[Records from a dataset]

□ □ □

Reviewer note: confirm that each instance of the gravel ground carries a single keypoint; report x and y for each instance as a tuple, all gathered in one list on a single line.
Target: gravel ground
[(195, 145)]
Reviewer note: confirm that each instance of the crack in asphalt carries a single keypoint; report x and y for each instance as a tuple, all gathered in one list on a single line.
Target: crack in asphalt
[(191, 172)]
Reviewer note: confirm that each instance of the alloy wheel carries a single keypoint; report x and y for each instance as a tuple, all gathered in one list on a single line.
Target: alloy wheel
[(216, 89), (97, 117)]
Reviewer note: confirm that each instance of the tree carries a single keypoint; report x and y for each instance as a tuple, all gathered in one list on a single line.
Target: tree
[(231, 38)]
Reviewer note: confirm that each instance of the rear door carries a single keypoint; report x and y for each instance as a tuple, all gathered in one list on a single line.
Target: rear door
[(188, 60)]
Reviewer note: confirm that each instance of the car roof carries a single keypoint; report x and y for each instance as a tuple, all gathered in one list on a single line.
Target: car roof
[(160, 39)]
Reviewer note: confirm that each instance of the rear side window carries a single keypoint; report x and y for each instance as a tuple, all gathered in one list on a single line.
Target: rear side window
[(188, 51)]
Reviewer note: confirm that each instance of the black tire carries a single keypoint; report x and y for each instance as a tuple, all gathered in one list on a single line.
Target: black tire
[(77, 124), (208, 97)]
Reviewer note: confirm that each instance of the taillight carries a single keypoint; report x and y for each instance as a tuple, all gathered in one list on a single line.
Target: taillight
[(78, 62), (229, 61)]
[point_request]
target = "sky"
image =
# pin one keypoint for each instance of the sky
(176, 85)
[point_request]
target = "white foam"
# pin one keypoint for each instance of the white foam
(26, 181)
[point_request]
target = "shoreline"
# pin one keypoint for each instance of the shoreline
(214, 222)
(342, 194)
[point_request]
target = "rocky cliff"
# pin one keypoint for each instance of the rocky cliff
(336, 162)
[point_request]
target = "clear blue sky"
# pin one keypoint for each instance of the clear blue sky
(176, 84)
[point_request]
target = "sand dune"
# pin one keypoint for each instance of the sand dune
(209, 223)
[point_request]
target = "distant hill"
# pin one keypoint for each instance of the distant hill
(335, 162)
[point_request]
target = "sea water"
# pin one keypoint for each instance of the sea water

□ □ □

• TASK OBJECTIVE:
Across the entries above, work out the count of lines that hold the word "water", and state that number alone.

• RESPONSE AREA:
2